= THE TASK =
Render the entries from their beginning through the line containing "15), (31, 15)]" as a numbered list, omitting any blank lines. Exclude the pictures from your answer.

── MATERIAL SHOWN ──

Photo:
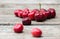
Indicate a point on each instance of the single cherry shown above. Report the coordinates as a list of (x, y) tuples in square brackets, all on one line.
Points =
[(16, 12), (24, 15), (35, 11), (26, 10), (26, 21), (18, 28), (31, 15), (20, 13), (53, 12), (36, 32), (39, 17)]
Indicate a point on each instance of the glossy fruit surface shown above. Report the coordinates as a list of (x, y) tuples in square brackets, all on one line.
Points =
[(24, 15), (31, 15), (16, 12), (53, 13), (26, 21), (18, 28), (36, 32), (39, 17)]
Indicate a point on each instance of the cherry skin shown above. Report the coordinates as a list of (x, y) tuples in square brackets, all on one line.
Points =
[(36, 32), (26, 21), (16, 12), (18, 28), (24, 15), (31, 15), (48, 14), (35, 11), (43, 10), (20, 13), (26, 10), (39, 17), (53, 13)]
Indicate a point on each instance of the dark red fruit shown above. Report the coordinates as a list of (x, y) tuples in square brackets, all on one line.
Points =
[(31, 15), (24, 15), (26, 21), (16, 12), (36, 32), (39, 17), (20, 13), (43, 10), (48, 14), (35, 11), (26, 10), (53, 13), (18, 28)]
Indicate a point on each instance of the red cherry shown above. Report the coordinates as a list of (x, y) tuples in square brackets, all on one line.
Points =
[(20, 13), (36, 32), (18, 28), (53, 13), (43, 10), (26, 10), (35, 11), (39, 17), (26, 21), (24, 15), (16, 12), (48, 14), (44, 15), (31, 15)]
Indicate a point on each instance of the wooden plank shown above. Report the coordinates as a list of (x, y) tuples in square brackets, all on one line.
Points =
[(11, 19), (49, 32), (7, 15)]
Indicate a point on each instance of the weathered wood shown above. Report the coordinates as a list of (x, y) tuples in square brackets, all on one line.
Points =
[(49, 32)]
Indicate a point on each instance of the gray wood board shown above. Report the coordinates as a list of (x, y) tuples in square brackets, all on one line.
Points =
[(49, 32), (7, 14)]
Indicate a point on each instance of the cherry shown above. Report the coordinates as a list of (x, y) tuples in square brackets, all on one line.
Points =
[(39, 17), (16, 12), (36, 32), (24, 15), (31, 15), (26, 10), (20, 13), (26, 21), (35, 11), (53, 13), (18, 28), (48, 14)]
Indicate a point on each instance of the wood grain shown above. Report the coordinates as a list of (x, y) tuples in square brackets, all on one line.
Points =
[(49, 32)]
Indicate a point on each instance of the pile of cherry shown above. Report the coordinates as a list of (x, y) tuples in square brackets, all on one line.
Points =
[(35, 14)]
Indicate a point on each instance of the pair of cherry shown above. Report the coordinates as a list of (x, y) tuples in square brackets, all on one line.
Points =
[(36, 32), (35, 14)]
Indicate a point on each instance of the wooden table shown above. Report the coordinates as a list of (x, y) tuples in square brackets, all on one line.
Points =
[(50, 28), (49, 32)]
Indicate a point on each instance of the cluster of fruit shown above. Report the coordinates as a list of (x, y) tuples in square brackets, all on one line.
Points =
[(36, 32), (35, 14)]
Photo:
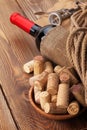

───

= RESULT FOR THIS TASK =
1. Photo:
2. Indicate a point on each instance of the single cherry shown above. Report the coordinates as a list of (x, y) tuples in square brackets, all on one line.
3. Points =
4. [(16, 12), (24, 15), (35, 11), (26, 10), (26, 21), (18, 28), (31, 15), (20, 13), (53, 12), (36, 32), (39, 17)]
5. Indicate a point on each instance of the glossy fruit surface shown above. Report the coordinates as a list of (x, y) tuples in square brackets, all on one line.
6. Points =
7. [(24, 15), (31, 15), (16, 12), (53, 13), (26, 21), (18, 28), (36, 32), (39, 17)]
8. Indicate a point on each instance of the cherry skin shown above. Report the coordinates as a list of (x, y) tuples in square brackets, all on one line.
9. Points =
10. [(36, 32), (26, 21), (16, 12), (18, 28), (24, 15), (31, 15), (48, 14), (35, 11), (43, 10), (20, 13), (26, 10), (39, 17), (53, 13)]
11. Indicate a point on each instance of the dark red fruit shown above. Report the coordinates as a list of (x, y) tuples in square brackets, all on one line.
12. Points =
13. [(31, 15), (24, 15), (26, 21), (16, 12), (36, 32), (39, 17), (20, 13), (43, 10), (48, 14), (35, 11), (26, 10), (53, 13), (18, 28)]
14. Indicate a point on each instance of the red cherry shown above. Report the coordinates as a list of (x, y) tuples in square brackets, all on one line.
15. Points =
16. [(20, 13), (36, 32), (18, 28), (53, 13), (43, 10), (26, 10), (35, 11), (39, 17), (26, 21), (24, 15), (16, 12), (48, 14), (44, 15), (31, 15)]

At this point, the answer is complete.